** Start Extracted data **

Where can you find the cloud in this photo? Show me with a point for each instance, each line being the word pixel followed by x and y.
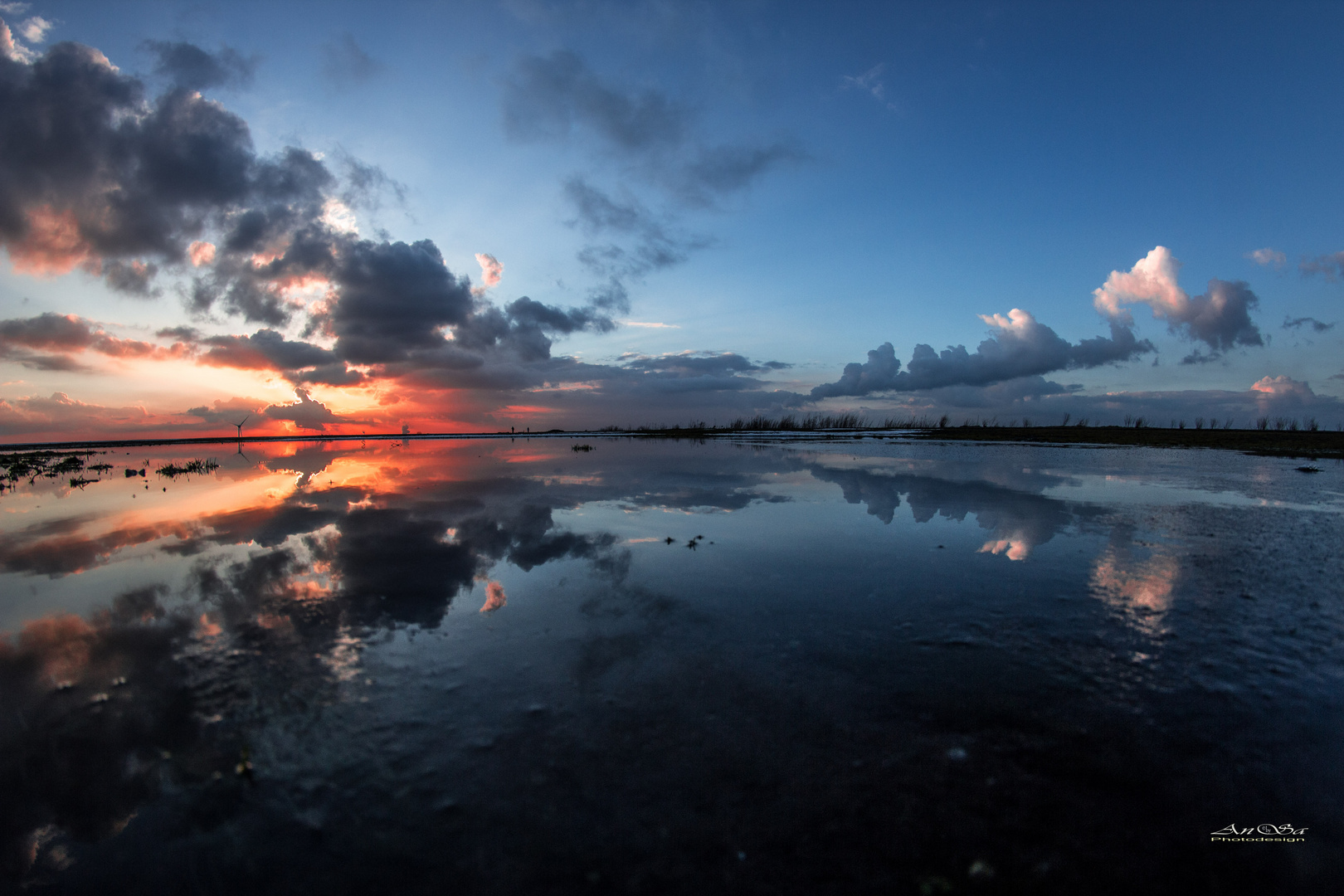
pixel 35 28
pixel 655 247
pixel 201 253
pixel 58 416
pixel 12 50
pixel 227 410
pixel 552 97
pixel 190 67
pixel 871 84
pixel 307 412
pixel 1332 266
pixel 491 271
pixel 1294 323
pixel 1220 319
pixel 97 176
pixel 1283 391
pixel 1268 257
pixel 346 65
pixel 264 349
pixel 494 597
pixel 546 97
pixel 1019 345
pixel 65 334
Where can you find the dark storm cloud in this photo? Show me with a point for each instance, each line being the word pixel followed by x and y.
pixel 1019 347
pixel 194 69
pixel 1296 323
pixel 100 176
pixel 61 336
pixel 95 175
pixel 307 412
pixel 344 63
pixel 1220 319
pixel 264 349
pixel 396 299
pixel 693 363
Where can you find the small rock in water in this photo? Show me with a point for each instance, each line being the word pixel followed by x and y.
pixel 981 869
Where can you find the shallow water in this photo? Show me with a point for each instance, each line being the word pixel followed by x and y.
pixel 503 665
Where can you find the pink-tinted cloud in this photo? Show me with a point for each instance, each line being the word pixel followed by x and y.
pixel 65 334
pixel 1220 317
pixel 307 412
pixel 51 246
pixel 494 597
pixel 491 271
pixel 201 253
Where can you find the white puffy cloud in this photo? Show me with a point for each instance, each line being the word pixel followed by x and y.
pixel 1220 317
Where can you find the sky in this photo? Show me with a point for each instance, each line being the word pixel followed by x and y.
pixel 472 217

** End Extracted data **

* Required task *
Lay out the lines from the start of the entries through the line containing "pixel 503 665" as a JSON list of strings, one string per line, with blank lines left out. Include both ends, and leave the pictures out of the answer.

* Task response *
[
  "Where can you find the cloud in this photo? Show me with a point for each instance, each line being the word pixel followed by x and y.",
  "pixel 35 28",
  "pixel 655 247",
  "pixel 201 253",
  "pixel 58 416",
  "pixel 12 50",
  "pixel 227 410",
  "pixel 552 97",
  "pixel 190 67",
  "pixel 871 84",
  "pixel 307 412",
  "pixel 1332 266",
  "pixel 491 271",
  "pixel 1294 323",
  "pixel 1220 319",
  "pixel 97 176",
  "pixel 1283 391",
  "pixel 1268 257",
  "pixel 346 65",
  "pixel 264 349",
  "pixel 494 597",
  "pixel 546 97",
  "pixel 1019 345",
  "pixel 65 334",
  "Where can you find the dark storm cloud in this photo? Show me with a point for each instance, each line being the word pixel followed by x and y.",
  "pixel 1019 347",
  "pixel 194 69",
  "pixel 1296 323",
  "pixel 100 176",
  "pixel 61 336",
  "pixel 95 175",
  "pixel 307 412",
  "pixel 344 63",
  "pixel 1220 319",
  "pixel 264 349",
  "pixel 396 299",
  "pixel 693 363",
  "Where can you find the small rock in water in this photo? Show me with a point for each instance, each line being the word pixel followed by x and y.",
  "pixel 981 869",
  "Where can you find the shallow water in this photo? Show me with a point for each instance, each line being the word pixel followed by x and y.",
  "pixel 503 665"
]